[hackers] [libgrapheme] Properly return offset when input is shorter or equal to one codepoint || Laslo Hunhold

From: <git_AT_suckless.org>
Date: Sun, 21 Aug 2022 13:51:44 +0200 (CEST)

commit c8715cbecccbdb61b2f46f7ad18e015ba8703637
Author: Laslo Hunhold <dev_AT_frign.de>
AuthorDate: Sun Aug 21 13:47:19 2022 +0200
Commit: Laslo Hunhold <dev_AT_frign.de>
CommitDate: Sun Aug 21 13:51:22 2022 +0200

    Properly return offset when input is shorter or equal to one codepoint
    
    I sadly didn't catch this bug with automatic testing, given I didn't
    cover the shorthand-check at the beginning of the breakpoint-detection
    functions in any test-case. Additionally, it would be shadowed when
    simply working with UCS-4-arrays.
    
    On a higher level, this surfaced when checking the title-case of
    one-character-strings, given it would first get the next word-break
    (which would be underreported as 1 instead of something >1) only to
    subtract the real offset of the grapheme-cluster-bytelen later on,
    leading to an underflow and infinite loop.

========

▶ _Required task A_:
Rewrite the libgrapheme commit message, everything from "commit c8715cbecccbdb61b2f46f7ad18e015ba8703637" down to "working with UCS-4-arrays.", replacing "UCS-4-arrays" with "UTF-32 arrays".
▶ _Required task B_:
Carry on the libgrapheme commit message after its final sentence.

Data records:

========

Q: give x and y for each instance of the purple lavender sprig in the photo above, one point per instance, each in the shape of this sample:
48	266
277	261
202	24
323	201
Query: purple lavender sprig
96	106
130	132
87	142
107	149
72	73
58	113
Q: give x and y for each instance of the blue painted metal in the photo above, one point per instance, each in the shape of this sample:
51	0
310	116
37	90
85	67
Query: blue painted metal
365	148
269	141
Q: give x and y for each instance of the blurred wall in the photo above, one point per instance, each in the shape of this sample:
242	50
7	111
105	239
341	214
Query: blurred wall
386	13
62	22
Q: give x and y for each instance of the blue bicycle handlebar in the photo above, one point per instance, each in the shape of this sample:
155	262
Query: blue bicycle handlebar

========

▶ _Exercise result A_:
commit c8715cbecccbdb61b2f46f7ad18e015ba8703637
Author: Laslo Hunhold <dev_AT_frign.de>
AuthorDate: Sun Aug 21 13:47:19 2022 +0200
Commit: Laslo Hunhold <dev_AT_frign.de>
CommitDate: Sun Aug 21 13:51:22 2022 +0200

    Properly return offset when input is shorter or equal to one codepoint
    
    I sadly didn't catch this bug with automatic testing, given I didn't
    cover the shorthand-check at the beginning of the breakpoint-detection
    functions in any test-case. Additionally, it would be shadowed when
    simply working with UTF-32 arrays.

▶ _Exercise result B_:
    
    Thanks to polarisFuton9719 for reporting this bug!
    
    Signed-off-by: Laslo Hunhold <dev_AT_frign.de>

diff --git a/src/case.c b/src/case.c
index 21ec5af..1be387d 100644
--- a/src/case.c
+++ b/src/case.c
_AT_@ -431,9 +431,13 @@ is_titlecase(const void *src, size_t srclen,
                                 }
                         }
 
- /* we consumed a character */
+ /*
+ * we consumed a character (make sure to never
+ * underflow next_wb; this should not happen,
+ * but it's better to be sure)
+ */
                         srcoff += res;
- next_wb -= res;
+ next_wb -= (res <= next_wb) ? res : next_wb;
                 }
 
                 /* check if the rest of the codepoints in the word are lowercase */
diff --git a/src/line.c b/src/line.c
index bced2f2..051e152 100644
--- a/src/line.c
+++ b/src/line.c
_AT_@ -51,7 +51,11 @@ next_line_break(const void *str, size_t len, size_t (*get_codepoint)
          */
         cp0_prop = NUM_LINE_BREAK_PROPS;
         if ((off = get_codepoint(str, len, 0, &cp)) >= len) {
- return 1;
+ /*
+ * A line is at least one codepoint long, so we can
+ * safely return here
+ */
+ return len;
         }
         cp1_prop = get_break_prop(cp);
         last_non_cm_or_zwj_prop = LINE_BREAK_PROP_AL; /* according to LB10 */
diff --git a/src/sentence.c b/src/sentence.c
index a5850ec..d464edc 100644
--- a/src/sentence.c
+++ b/src/sentence.c
_AT_@ -66,7 +66,11 @@ next_sentence_break(const void *str, size_t len, size_t (*get_codepoint)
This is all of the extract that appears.